> [DEINE AUFGABEN]
• a. Beantworte anhand der Anfrage zu den Faselnächten diese Fragen:
(i) Auf wen geht die Erklärung „Fasnot/Faselnächte (vaselen = fruchten, vermehren)“ zurück?
(ii) Auf welchen Tag fällt der Runenzyklus von mannaz?
(iii) Wer verschießt laut der Erklärung zu mannaz seine Pfeile?
• b. Gib bitte aus der Anfrage zu den Faselnächten den Abschnitt wortgetreu aus, der mit „Sakralfest: Faselnächte“ beginnt und bis einschließlich „seine Pfeile verschießt.“ reicht.

> [VORLIEGENDER AUSZUG]

ANFRAGE:
 
Lieber Kamerad Heß,
 
ich bin wieder mit der Redaktion von … zugange und bin – nach Prüfung – auf ein Problem gestoßen: Nach Otto Huth lautet es: Fasnot/Faselnächte (vaselen = fruchten, vermehren). Fest des Wachstums, der Freude, des Tanzes und der Maskierung, um gute Mächte herbeizuziehen oder böse zu bekämpfen [der 1. Vollmond, der dem 1. Neumond nach dem 6. Januar folgt]
 
in 2015 also am 4. Februar.
 
Nun: Der Runenzyklus von mannaz fällt auf den 19. Februar. Ihrer Erklärung zufolge heißt es aber;
 
mannaz:
 
Sakralfest: Faselnächte
Faseltreiben/Fruchtbarkeitsfest (Fasching) von Faseln = fruchtbar machen. Zur Erinnerung an die urweltliche Erzeugung aller paarigen sterblichen Wesen der Welt. Die mythische Urentstehung des Menschen ist rituell nachvollzogen mit Maskentreiben, Kleidertausch, geschlechtlicher Findung der Paare, während Astrild, der germ. Liebeself, seine Pfeile verschießt.

> [BEREITGESTELLTE ANGABEN]
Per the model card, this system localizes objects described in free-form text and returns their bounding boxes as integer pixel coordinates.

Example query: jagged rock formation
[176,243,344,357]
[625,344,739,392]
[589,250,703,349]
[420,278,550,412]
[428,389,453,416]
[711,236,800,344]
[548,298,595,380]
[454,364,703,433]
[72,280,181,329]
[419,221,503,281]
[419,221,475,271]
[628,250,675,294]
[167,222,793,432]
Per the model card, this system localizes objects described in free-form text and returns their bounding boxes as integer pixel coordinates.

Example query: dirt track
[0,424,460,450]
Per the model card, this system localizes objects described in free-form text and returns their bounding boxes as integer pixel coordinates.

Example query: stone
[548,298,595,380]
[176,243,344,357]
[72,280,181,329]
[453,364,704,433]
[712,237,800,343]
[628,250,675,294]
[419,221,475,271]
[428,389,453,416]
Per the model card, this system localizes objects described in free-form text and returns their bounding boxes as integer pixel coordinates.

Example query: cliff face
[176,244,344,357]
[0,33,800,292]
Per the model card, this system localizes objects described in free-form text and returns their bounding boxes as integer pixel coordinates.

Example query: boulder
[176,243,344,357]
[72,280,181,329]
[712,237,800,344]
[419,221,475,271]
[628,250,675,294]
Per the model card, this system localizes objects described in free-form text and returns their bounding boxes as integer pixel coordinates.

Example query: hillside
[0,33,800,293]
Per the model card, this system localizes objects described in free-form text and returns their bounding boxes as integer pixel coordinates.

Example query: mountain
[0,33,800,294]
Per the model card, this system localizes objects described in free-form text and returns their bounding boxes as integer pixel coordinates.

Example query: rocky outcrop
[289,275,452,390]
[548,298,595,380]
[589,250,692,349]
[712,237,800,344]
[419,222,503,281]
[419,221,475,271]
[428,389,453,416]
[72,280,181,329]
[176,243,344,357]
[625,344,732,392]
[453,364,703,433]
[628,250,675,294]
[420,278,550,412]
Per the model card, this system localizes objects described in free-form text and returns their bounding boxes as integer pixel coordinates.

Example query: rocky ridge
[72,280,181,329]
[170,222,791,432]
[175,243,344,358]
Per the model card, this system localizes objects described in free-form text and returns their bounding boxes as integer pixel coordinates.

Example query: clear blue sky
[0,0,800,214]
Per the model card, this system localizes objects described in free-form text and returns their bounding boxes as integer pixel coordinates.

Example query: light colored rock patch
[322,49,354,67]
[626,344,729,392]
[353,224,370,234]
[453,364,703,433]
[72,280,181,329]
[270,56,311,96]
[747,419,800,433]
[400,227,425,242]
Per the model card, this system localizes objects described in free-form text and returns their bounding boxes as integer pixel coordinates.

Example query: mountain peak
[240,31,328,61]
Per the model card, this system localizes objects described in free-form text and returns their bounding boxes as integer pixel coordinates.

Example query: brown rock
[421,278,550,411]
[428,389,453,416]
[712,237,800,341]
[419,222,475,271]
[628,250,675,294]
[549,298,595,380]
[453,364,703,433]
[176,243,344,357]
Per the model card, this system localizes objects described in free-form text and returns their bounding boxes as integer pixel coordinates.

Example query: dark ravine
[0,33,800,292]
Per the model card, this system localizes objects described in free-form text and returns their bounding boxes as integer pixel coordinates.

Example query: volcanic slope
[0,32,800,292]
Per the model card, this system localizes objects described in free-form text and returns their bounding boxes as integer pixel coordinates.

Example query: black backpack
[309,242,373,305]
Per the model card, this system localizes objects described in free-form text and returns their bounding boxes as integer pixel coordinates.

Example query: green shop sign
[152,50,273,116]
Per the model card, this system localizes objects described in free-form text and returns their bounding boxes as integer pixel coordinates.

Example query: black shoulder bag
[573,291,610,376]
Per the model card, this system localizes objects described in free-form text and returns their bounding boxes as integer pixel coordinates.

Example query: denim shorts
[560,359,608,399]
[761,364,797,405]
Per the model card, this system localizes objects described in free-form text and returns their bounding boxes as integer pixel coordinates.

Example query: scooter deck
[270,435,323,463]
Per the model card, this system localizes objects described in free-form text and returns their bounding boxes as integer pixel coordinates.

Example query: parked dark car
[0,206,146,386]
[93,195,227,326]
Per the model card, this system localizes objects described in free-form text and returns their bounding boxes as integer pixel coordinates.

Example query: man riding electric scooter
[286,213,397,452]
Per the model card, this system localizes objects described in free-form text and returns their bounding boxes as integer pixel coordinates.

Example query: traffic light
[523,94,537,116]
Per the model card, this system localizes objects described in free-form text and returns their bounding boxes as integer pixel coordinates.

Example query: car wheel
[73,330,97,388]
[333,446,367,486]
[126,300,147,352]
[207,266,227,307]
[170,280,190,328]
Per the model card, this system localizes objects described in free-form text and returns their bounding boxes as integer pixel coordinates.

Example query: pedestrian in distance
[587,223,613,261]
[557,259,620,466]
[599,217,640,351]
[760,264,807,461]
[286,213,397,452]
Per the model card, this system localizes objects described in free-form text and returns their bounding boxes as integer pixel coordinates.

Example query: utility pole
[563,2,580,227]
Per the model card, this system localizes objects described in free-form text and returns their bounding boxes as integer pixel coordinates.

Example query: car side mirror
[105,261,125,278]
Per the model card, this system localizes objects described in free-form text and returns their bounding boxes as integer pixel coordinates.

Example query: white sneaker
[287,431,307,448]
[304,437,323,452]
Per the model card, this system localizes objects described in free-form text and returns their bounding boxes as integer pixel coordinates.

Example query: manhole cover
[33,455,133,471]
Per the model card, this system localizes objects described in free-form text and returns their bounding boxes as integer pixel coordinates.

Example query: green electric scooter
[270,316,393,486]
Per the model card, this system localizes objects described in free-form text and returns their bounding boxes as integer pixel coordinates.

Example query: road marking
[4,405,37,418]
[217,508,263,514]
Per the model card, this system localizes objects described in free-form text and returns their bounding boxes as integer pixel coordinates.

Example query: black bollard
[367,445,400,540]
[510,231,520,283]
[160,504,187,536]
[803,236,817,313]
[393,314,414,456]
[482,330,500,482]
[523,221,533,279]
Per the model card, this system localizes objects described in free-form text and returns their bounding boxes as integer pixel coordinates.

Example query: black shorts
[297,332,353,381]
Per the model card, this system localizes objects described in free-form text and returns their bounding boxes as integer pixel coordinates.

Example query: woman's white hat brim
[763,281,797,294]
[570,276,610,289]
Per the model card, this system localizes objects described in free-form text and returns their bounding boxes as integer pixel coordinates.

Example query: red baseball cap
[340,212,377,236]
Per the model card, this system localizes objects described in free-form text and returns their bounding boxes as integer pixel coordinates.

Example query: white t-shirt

> [ERGEBNISSE DER ÜBUNG]
• a.
(i) Otto Huth
(ii) Auf den 19. Februar
(iii) Astrild, der germanische Liebeself

• b.
Sakralfest: Faselnächte
Faseltreiben/Fruchtbarkeitsfest (Fasching) von Faseln = fruchtbar machen. Zur Erinnerung an die urweltliche Erzeugung aller paarigen sterblichen Wesen der Welt. Die mythische Urentstehung des Menschen ist rituell nachvollzogen mit Maskentreiben, Kleidertausch, geschlechtlicher Findung der Paare, während Astrild, der germ. Liebeself, seine Pfeile verschießt.